Rows from a pointing dataset:
____

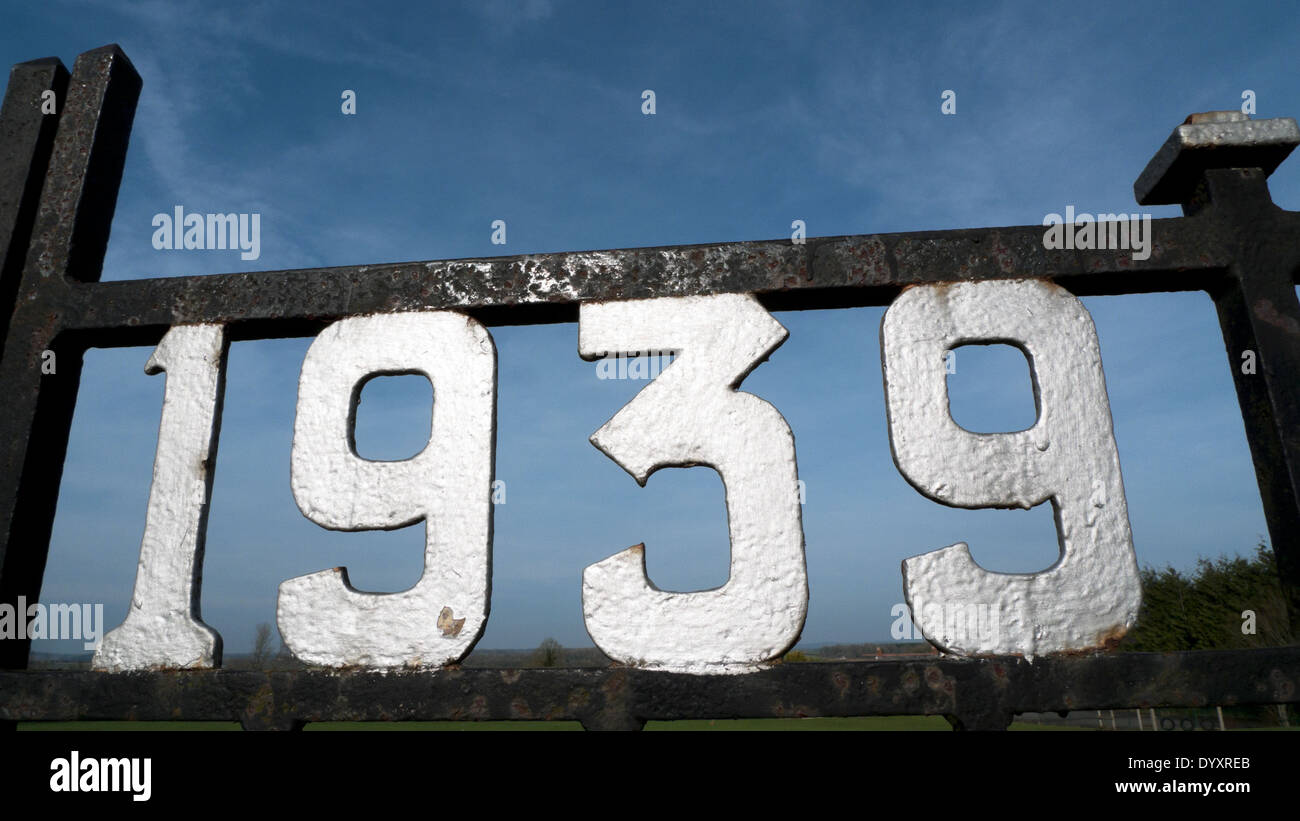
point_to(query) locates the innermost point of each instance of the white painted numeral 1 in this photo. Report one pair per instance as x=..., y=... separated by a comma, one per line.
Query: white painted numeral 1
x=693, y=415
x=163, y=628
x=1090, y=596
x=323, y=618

____

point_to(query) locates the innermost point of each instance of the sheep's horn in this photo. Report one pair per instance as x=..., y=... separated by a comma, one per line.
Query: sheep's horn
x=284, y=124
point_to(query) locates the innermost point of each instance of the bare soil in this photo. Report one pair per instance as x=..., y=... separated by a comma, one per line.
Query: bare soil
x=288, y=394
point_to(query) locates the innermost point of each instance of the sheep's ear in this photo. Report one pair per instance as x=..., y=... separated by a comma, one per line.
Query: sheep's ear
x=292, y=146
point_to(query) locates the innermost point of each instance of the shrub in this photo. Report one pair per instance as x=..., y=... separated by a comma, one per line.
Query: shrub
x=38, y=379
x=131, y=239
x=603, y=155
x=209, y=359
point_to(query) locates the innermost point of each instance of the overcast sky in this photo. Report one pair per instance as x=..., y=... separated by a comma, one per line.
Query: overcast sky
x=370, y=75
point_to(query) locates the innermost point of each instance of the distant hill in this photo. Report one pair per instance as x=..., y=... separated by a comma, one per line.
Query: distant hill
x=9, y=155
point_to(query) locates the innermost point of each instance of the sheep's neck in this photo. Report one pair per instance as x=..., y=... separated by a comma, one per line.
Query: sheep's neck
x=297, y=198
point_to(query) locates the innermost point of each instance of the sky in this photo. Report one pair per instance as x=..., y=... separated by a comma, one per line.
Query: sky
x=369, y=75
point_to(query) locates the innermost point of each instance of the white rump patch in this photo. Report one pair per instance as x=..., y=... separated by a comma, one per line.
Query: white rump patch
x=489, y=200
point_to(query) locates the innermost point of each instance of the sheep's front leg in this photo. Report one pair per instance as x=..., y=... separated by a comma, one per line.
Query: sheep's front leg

____

**TASK DETAILS**
Reproduce the lines verbatim, starting at the line containing "the sheep's neck" and ending at the line containing "x=297, y=198", with both of those lines included.

**ANSWER FOR THIS EXERCISE**
point_to(query) locates the innermost point of each instance of the sheep's neck in this photo. Report one pair per instance as x=..., y=... separated by a comma, one per line.
Query: sheep's neck
x=297, y=198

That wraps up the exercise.